Your instructions –
Show every line of the records below that contains the string "measuring", treating uppercase and lowercase as different.

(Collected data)
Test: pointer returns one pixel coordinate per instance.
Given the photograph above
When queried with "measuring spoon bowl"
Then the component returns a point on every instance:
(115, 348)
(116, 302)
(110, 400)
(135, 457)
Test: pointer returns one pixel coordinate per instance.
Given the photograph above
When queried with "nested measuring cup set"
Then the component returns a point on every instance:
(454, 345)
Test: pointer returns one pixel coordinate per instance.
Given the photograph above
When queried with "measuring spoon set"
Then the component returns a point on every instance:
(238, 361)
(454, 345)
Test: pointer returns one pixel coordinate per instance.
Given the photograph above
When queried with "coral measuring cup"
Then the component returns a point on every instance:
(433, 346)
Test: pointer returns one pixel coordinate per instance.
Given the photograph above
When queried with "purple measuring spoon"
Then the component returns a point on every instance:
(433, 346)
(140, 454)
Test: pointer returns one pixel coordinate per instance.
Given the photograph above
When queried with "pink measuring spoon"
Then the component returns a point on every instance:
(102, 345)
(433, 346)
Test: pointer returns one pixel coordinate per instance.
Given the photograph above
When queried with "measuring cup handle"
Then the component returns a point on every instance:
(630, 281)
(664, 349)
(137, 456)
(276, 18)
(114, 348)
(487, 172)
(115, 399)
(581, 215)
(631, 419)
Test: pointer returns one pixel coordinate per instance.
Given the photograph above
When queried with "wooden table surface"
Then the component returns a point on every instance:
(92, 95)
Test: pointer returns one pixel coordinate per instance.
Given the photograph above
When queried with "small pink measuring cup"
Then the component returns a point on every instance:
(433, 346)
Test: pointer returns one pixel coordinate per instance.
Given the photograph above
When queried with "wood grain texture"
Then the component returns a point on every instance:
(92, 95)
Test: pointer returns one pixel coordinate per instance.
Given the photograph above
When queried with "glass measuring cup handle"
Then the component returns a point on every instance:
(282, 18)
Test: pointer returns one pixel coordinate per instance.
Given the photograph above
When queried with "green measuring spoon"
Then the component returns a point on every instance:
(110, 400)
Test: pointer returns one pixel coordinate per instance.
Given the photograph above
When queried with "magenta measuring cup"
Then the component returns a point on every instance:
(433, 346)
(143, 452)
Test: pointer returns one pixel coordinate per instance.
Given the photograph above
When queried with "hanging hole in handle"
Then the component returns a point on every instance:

Response to this task –
When queried with "measuring spoon bowl"
When queried with "nested measuring cup set"
When queried with "measuring spoon set"
When queried with "coral measuring cup"
When queried with "purple measuring spoon"
When queried with "pink measuring spoon"
When queried with "measuring cup handle"
When queried with "small pink measuring cup"
When queried with "glass measuring cup handle"
When queried with "green measuring spoon"
When queried with "magenta measuring cup"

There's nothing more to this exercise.